[Stored records]
※ ※ ※

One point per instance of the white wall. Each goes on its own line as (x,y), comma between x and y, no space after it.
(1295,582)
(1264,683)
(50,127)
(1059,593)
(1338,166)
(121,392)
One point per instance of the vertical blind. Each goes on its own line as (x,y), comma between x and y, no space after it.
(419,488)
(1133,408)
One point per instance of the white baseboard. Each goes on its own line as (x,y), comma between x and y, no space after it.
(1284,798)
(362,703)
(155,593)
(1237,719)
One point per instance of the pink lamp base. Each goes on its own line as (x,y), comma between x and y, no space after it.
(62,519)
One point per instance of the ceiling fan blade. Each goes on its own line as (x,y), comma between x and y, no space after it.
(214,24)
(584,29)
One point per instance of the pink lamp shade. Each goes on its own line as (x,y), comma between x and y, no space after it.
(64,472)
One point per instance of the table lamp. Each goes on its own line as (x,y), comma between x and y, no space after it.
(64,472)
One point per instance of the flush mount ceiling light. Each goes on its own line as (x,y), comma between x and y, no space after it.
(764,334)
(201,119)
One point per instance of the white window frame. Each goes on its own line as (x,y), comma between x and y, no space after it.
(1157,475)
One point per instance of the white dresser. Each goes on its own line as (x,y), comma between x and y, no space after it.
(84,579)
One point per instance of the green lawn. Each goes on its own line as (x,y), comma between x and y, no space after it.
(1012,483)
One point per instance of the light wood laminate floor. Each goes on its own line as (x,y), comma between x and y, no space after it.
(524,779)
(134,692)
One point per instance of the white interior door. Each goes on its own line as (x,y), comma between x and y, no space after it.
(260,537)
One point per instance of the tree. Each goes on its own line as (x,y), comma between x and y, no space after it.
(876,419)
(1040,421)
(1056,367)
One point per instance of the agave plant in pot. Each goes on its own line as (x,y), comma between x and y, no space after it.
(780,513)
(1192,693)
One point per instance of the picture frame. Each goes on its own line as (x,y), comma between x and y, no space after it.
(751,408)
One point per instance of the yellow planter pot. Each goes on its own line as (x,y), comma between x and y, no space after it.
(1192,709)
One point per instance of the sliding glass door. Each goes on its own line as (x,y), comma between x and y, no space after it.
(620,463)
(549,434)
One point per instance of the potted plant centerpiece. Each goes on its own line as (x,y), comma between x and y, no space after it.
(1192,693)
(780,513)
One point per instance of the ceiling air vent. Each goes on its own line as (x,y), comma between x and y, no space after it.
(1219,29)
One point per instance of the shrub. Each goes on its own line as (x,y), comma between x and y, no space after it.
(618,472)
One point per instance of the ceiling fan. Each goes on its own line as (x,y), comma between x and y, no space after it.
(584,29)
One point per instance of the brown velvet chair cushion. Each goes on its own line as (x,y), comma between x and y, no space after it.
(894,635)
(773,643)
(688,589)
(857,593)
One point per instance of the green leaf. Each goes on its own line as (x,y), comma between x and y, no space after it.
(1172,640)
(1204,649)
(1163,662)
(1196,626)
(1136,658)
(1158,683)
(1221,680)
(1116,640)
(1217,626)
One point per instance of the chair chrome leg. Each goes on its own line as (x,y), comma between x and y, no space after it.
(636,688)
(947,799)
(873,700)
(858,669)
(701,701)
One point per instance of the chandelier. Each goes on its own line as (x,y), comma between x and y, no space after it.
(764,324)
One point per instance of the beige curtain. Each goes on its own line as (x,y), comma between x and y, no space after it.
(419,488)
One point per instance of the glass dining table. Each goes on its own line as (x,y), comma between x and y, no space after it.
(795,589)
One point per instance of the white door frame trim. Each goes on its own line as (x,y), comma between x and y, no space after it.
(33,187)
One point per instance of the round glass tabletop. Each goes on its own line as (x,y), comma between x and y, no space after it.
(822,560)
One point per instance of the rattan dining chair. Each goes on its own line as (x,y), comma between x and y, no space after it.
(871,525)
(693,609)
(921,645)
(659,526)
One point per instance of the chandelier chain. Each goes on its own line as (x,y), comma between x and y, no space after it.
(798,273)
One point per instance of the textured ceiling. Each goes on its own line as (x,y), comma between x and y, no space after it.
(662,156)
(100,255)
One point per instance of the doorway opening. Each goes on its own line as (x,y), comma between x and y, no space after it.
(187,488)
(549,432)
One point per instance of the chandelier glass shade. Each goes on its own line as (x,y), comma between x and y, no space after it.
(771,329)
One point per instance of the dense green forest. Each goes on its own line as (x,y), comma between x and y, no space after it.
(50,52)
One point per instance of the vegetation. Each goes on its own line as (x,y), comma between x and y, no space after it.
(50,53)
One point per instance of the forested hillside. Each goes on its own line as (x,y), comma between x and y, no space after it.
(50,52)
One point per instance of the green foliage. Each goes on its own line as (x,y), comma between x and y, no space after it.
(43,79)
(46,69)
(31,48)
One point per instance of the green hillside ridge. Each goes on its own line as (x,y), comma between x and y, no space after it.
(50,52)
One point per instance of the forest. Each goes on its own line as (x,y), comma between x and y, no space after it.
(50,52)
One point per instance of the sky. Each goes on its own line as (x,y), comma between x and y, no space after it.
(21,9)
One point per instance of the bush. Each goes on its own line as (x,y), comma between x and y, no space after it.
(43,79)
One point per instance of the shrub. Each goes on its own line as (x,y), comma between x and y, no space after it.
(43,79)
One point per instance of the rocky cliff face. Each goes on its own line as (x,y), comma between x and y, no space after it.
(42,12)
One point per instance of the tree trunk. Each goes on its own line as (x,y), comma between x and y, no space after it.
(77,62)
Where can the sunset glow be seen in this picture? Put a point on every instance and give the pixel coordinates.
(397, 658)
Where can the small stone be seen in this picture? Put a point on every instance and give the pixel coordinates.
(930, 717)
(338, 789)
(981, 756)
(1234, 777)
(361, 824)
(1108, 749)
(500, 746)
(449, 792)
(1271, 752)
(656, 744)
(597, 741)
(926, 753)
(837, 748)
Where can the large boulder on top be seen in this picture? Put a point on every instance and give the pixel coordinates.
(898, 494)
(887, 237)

※ ※ ※

__What the task requires__.
All the data needs repeating. Return it exactly.

__Response for this exercise__.
One point per instance of the white wall. Each goes on its own line as (x,y), comma between x and y, no space after it.
(1295,582)
(1264,683)
(50,127)
(1059,593)
(1338,166)
(121,392)
One point per instance of the vertical blind. Each goes on its own line as (x,y), comma between x and y, no space after it.
(419,488)
(1133,408)
One point per instance of the white baseboard. Each goes on its own line as (x,y), comma between x and y, no space after it.
(1284,798)
(362,703)
(155,593)
(1237,719)
One point per instance of the pink lamp base. Each goes on its own line as (x,y), comma between x and y, no space after it.
(62,519)
One point per instance of the ceiling fan blade. Each goes on its own line as (x,y), comma between x and y, no space after it.
(214,24)
(584,29)
One point per instance of the pink lamp shade. Each goes on its own line as (x,y), comma between x and y, no space after it.
(64,472)
One point per instance of the table lamp. Each goes on its own line as (x,y), comma between x and y, no space after it.
(64,472)
One point per instance of the flush mount ceiling light. Each goes on its own line as (x,y), comma between x and y, no space after it.
(764,334)
(201,119)
One point per instance of the white window frame. Each goes on its own line as (x,y), comma between x and y, no space after it.
(1157,475)
One point per instance of the white dresser. Each goes on its own line as (x,y), comma between x and y, no space after it.
(84,579)
One point per instance of the green lawn. Each goes on its own line as (x,y), comma between x and y, no space after it.
(1012,483)
One point per instance of the light wood laminate floor. Each goes on its own line as (x,y), comma between x and y, no space after it.
(524,779)
(134,692)
One point per instance of the white interior door. Each goes on its own line as (x,y), comma between x and y, no space after it.
(260,537)
One point per instance of the tree. Each goes on its own line as (x,y), comma between x and y, no space after it.
(876,419)
(1040,421)
(1056,367)
One point per instance of the agave plant in pot. Each goes on its own line as (x,y), comma between x and y, no space after it.
(780,513)
(1192,693)
One point per instance of the picture frame. Each goes on its own line as (x,y), comma between x and y, no space after it.
(751,408)
One point per instance of the yellow planter pot. Each goes on its own line as (x,y), comma between x and y, no space after it.
(1192,709)
One point per instance of the sliding glass door. Each goes on its own line as (x,y), comma between x and y, no space after it.
(620,463)
(549,434)
One point per instance of the potted plant centerpiece. Each goes on its own line as (x,y), comma between x and y, no space after it.
(1192,693)
(780,513)
One point per instance of the ceiling air vent. Each goes on its own line as (x,y), comma between x and y, no space after it.
(1219,29)
One point per instance of the shrub. Each goes on its own line as (x,y), comma between x and y, no space after it.
(618,472)
One point per instance of the ceiling fan. Each goes on its own line as (x,y), comma between x and y, no space after it.
(584,29)
One point per instance of the brown velvet chair cushion. Each goes on its own line as (x,y), comma between x and y, no space after it.
(894,635)
(773,643)
(688,589)
(857,593)
One point per instance of the green leaf. Each goes on its own line as (x,y), comma between x and y, no space after it.
(1172,640)
(1204,649)
(1163,662)
(1196,626)
(1136,658)
(1158,683)
(1221,680)
(1116,640)
(1217,626)
One point per instance of the chair chrome leg. Each goes on its own line as (x,y), comma between x and y, no space after it.
(636,688)
(947,799)
(873,700)
(858,669)
(701,701)
One point per instance of the chandelier. Each goes on its own line as (x,y), comma between x and y, no space after it.
(764,324)
One point per instance of the beige curtain. Each goes on its own line as (x,y), comma between x and y, no space after it.
(419,488)
One point per instance of the glass dining table. Each goes on its own line as (x,y), comma between x and y, no space after it.
(795,589)
One point per instance of the white door frame trim. Each goes on its own line as (x,y), comma between x and y, no space after it.
(33,187)
One point per instance of the round glass tabletop. Each goes on its own line as (x,y), comma between x and y, no space after it.
(822,560)
One point per instance of the rattan dining chair. Each goes on its own line as (x,y), comma between x and y, no space after it.
(871,525)
(693,609)
(921,645)
(659,526)
One point per instance of the chandelier chain. Each goes on its own line as (x,y), comma between x and y, no space after it.
(798,273)
One point per instance of the textured ceiling. Each goes on its own line as (x,y), comma between x and y, no space after it.
(662,156)
(100,255)
One point per instance of the doorway opening. Each goes on its own line as (x,y), comma between x and y, no space after it.
(187,488)
(549,432)
One point per instance of the chandelier glass shade. Each goes on its own line as (x,y), comma between x and y, no space after it.
(771,329)
One point per instance of the dense green forest. Each goes on its own line as (x,y), comma between x and y, no space after it.
(50,52)
One point per instance of the vegetation. Each goes on its own line as (x,y), comma between x and y, no space after it.
(50,53)
One point per instance of the forested hillside. Each goes on its own line as (x,y), comma between x and y, no space after it.
(50,52)
One point per instance of the green foliage. Each goes on its own line as (x,y), comma between x and y, no space after it.
(43,79)
(46,69)
(31,48)
One point per instance of the green hillside ridge. Each goes on its own line as (x,y), comma between x and y, no space after it.
(50,52)
One point per instance of the forest. Each goes on its own line as (x,y), comma between x and y, no space after it.
(50,52)
One point per instance of the sky. Each goes on its own line as (x,y), comma between x and y, no space after it.
(21,9)
One point per instance of the bush. Each goes on its own line as (x,y), comma between x and y, no space after it.
(43,79)
One point per instance of the shrub. Each goes on its own line as (x,y), comma between x and y, no space after it.
(43,79)
One point per instance of the rocky cliff face. Each goes on its own line as (x,y), comma between x and y, no space after it.
(42,12)
One point per instance of the tree trunk. Each goes on its own line as (x,y), comma between x and y, no space after it.
(77,62)
Where can the sunset glow be seen in this picture? Put a point on every instance and give the pixel coordinates.
(397, 658)
Where can the small stone be seen in this picture? Put a point on every instance and give the pixel coordinates.
(930, 717)
(338, 789)
(981, 756)
(1234, 777)
(361, 824)
(1108, 749)
(500, 746)
(449, 792)
(1271, 752)
(656, 744)
(597, 741)
(926, 753)
(837, 748)
Where can the large boulder on top be seen in this picture? Put a point on every instance and give the pixel coordinates.
(898, 494)
(887, 237)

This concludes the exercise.